What is being asked:
Below are the records; locate each line with the word "target" and copy it.

Recorded data
Segment Open

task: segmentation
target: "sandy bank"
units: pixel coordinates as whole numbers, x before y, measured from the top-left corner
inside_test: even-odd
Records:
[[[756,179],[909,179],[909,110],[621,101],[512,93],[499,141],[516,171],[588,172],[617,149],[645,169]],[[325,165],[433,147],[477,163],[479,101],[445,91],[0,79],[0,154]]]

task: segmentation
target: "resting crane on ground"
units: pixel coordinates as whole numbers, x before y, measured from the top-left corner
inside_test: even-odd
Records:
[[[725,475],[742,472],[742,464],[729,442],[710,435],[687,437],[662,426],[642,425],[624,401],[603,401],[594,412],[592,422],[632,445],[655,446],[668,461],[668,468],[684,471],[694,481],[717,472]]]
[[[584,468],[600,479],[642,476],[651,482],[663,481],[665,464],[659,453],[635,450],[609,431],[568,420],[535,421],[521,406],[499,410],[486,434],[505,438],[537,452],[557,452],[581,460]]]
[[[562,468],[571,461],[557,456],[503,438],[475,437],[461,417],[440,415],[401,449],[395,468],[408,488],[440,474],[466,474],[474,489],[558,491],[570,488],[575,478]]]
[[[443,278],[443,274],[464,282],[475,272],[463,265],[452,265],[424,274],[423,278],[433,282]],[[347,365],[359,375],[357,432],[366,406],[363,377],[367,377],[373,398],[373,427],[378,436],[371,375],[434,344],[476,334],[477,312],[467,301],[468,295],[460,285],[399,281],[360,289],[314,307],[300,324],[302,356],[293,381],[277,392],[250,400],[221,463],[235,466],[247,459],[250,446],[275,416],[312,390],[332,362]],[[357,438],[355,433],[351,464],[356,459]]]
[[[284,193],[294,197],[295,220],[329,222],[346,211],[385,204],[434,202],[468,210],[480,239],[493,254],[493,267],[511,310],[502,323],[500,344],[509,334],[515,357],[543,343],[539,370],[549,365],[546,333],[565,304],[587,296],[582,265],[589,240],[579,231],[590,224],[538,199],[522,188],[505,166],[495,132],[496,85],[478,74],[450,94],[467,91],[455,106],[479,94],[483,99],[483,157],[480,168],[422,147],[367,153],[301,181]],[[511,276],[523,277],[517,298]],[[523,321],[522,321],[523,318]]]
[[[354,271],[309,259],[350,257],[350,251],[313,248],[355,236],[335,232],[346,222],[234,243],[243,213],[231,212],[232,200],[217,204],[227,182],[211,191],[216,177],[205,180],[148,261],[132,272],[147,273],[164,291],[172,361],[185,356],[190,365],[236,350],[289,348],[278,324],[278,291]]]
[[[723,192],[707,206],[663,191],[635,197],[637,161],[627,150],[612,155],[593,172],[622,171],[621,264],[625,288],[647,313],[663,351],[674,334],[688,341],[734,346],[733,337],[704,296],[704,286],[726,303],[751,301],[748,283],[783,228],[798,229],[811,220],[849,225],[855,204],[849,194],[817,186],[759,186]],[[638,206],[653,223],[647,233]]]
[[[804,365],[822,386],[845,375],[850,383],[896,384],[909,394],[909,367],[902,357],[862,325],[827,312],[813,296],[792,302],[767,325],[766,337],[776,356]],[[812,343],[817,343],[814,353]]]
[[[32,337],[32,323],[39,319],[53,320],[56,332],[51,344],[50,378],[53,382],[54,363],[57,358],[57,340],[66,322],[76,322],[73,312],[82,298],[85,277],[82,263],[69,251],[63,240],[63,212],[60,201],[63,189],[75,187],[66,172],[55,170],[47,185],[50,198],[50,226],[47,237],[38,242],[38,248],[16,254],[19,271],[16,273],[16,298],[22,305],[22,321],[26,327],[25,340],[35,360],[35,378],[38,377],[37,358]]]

Segment Closed

Reply to the task:
target: "sandy bank"
target: "resting crane on ground"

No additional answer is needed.